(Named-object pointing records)

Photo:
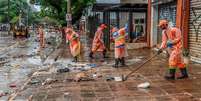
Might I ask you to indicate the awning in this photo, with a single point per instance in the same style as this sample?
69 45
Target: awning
159 2
99 7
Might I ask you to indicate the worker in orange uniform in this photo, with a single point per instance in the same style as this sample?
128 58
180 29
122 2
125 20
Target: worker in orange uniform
98 43
119 37
172 39
72 38
41 37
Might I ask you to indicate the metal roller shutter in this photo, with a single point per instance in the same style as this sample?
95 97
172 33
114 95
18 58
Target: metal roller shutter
167 11
195 30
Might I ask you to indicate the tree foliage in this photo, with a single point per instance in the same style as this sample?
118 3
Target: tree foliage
10 10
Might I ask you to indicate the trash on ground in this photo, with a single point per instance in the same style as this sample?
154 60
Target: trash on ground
41 73
63 70
92 65
109 78
118 78
66 93
49 81
144 85
82 77
34 82
12 85
3 93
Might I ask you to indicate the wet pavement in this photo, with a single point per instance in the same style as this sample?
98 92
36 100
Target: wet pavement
18 59
47 84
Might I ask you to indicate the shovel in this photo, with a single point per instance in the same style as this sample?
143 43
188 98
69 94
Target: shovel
124 78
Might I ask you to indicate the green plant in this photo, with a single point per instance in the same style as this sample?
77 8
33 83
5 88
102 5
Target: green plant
186 52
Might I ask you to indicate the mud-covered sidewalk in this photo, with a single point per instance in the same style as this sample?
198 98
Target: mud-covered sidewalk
57 81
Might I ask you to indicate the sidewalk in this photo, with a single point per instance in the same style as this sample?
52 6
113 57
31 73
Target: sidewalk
65 89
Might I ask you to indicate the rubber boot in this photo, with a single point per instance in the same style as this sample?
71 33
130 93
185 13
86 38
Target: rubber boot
116 63
91 55
104 54
75 59
184 73
171 75
122 60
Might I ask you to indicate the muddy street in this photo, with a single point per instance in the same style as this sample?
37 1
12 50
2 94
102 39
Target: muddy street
19 58
60 80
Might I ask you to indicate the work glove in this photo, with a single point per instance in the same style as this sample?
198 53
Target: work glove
159 51
169 44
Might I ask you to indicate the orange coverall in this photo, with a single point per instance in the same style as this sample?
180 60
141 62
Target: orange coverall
119 39
41 36
74 43
98 44
173 35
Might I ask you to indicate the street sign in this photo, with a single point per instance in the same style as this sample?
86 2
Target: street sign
68 17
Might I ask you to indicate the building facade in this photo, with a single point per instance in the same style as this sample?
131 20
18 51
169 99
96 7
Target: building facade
183 14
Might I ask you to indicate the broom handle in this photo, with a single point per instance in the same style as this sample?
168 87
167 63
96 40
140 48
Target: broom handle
140 66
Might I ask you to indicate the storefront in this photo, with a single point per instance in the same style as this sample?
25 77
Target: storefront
194 35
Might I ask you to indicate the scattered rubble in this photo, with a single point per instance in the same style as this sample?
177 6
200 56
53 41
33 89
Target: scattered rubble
3 93
63 70
82 77
12 85
144 85
49 81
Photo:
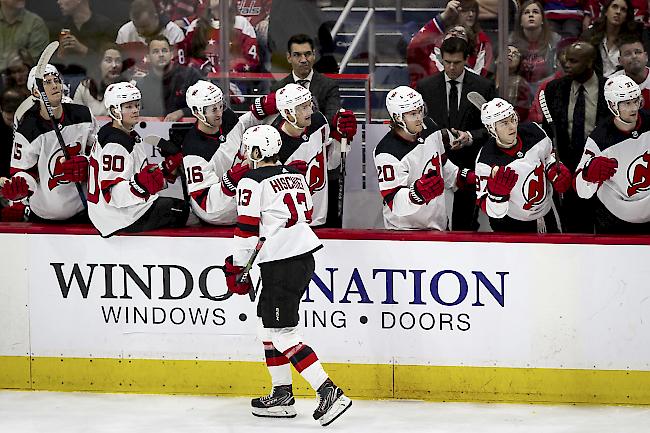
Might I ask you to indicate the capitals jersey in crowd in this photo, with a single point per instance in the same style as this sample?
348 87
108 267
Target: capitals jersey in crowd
312 147
532 196
115 159
37 156
274 202
244 56
627 193
206 158
399 164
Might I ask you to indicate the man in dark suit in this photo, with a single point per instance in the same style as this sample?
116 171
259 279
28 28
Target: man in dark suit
325 91
577 104
445 96
301 56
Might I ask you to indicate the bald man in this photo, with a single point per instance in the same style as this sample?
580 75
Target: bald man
577 104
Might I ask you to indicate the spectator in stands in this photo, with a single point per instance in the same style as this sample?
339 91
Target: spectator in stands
634 58
616 21
536 43
182 12
20 28
134 36
18 65
461 117
164 88
301 56
201 46
90 91
423 52
565 16
577 104
81 32
518 94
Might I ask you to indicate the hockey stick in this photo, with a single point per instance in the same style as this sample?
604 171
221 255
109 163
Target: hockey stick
244 275
344 152
40 72
154 140
547 115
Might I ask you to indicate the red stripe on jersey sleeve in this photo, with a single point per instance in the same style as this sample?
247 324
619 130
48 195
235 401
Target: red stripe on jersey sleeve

Problem to solve:
Leave the pictures out and write out every entry exactly as given.

Answer to the task:
Photo:
Might I ask you to indicate the awning in this photo, with a single point per instance in the same style as this sample?
69 45
Target: awning
159 2
99 7
Might I ask you to indicate the worker in orange uniform in this photo, with a single point per instance in the same style as this sample?
128 58
180 29
122 2
125 20
Target: worker in orange uniform
98 43
119 37
172 39
72 38
41 37
Might I ask you to indicate the metal roller shutter in this photo, with a single point per instance in the same style as this sample?
95 97
172 33
114 95
18 58
Target: metal roller shutter
167 11
195 30
Might I ask you to indicate the tree foliage in this photo, with a single point per instance in the same style as this sample?
118 3
Target: tree foliage
10 10
Might I ask you to indicate the trash on ground in this photo, with a single point per instance in the same style as this sample?
154 60
Target: trash on ground
41 73
63 70
92 65
109 78
118 78
66 93
49 81
144 85
82 77
34 82
12 85
3 93
Might I ask you to indicate the wet pavement in this photo, with a single point per instance in the same style as this sample?
98 92
36 100
Target: wet pavement
18 59
47 84
Might I ask you to indicate the shovel in this photo, with a single point per instance in the same style as this sample?
143 43
188 98
69 94
Target: shovel
124 78
Might I ask you to indicate the green plant in this photo, with a single point per instance in the same style as this sample?
77 8
33 83
5 88
102 5
Target: green plant
186 52
Might I ask you to indicate the mud-covered sidewalk in this photo, with a single point per instance in the same style as this sample?
198 98
Target: mud-covered sidewalk
57 81
Might I ask you to indicate the sidewalk in this photo, with a single point per instance in the same style as this sample?
52 6
113 57
31 73
Target: sidewalk
65 89
Might I ask you to indicate the rubber boot in this photo, with a single point per instance in the same style as this sample?
71 33
130 93
185 13
86 38
Target: rubber boot
116 63
91 55
104 54
75 59
184 73
171 75
122 60
Might I ask you to indicate the muddy street in this photo, with a single point per instance in the same style as this sample?
37 1
12 50
2 94
102 39
Target: muddy street
19 58
60 80
Might I ask you to indicate the work glove in this photo, with a single point per instance in the same style as this sample?
198 53
Target: work glove
159 51
169 44
Might I ask you to indicate the orange coverall in this photo, with a single point per instance in the same style as this sample?
180 60
141 62
Target: orange coverall
119 39
41 36
74 43
98 44
173 35
Might I ask you to indicate the street sign in this photo, with a single point per instance in the same style as this sample?
86 2
Target: street sign
68 17
Might I ask you to indicate the building facade in this photo, with a single point per instance in the same style as this sample?
131 20
18 51
169 99
96 7
Target: building facade
183 14
Might I ask you to indicate the broom handle in this photo, with a single point per instance in the same style as this sample?
168 87
167 63
96 40
140 48
Target: broom handle
140 66
Might I ask you to indicate the storefront in this photo, with a single point per instance in the same style as this sample?
25 77
Target: storefront
194 35
Might I ask you to indicate the scattered rubble in this photo, with a single point per instance in the same style as this sample?
177 6
200 56
53 41
33 89
Target: scattered rubble
3 93
63 70
82 77
12 85
144 85
49 81
Photo:
Might I ask you to indicate the capitals jersey in crowd in this photo, with a single point per instance in the same style as this sample?
348 87
108 267
Target: capitals jersey in crowd
312 147
532 196
115 159
37 156
274 202
244 56
627 193
206 158
399 164
Might I ask you to indicate the man in dark suit in this photo, with a single point per instance in the same style as this sample?
116 171
259 279
28 28
Target: man in dark suit
325 91
577 104
445 96
301 56
Might I ask you to indicate the bald man in this photo, with a single point per instance in the same style as this sample?
580 75
Target: bald man
577 104
Might I ask you to indicate the spectator in stands in this photo, with a single point per instance in the same style as this sample?
339 91
Target: spectator in stands
634 58
616 21
536 43
182 12
20 28
134 36
18 65
461 117
164 88
301 56
201 46
90 91
423 52
565 16
577 104
81 32
518 94
Might I ask you to indicate the hockey stick in this photo, with a single point per instance in the same style as this sample?
604 171
221 255
109 163
Target: hockey stick
244 275
344 152
40 72
154 140
547 115
Might I ask you to indicate the red stripe on jersey sleeve in this photo, with a single point per instance in the same style as this sample?
247 324
619 130
48 195
235 401
Target: red stripe on jersey sleeve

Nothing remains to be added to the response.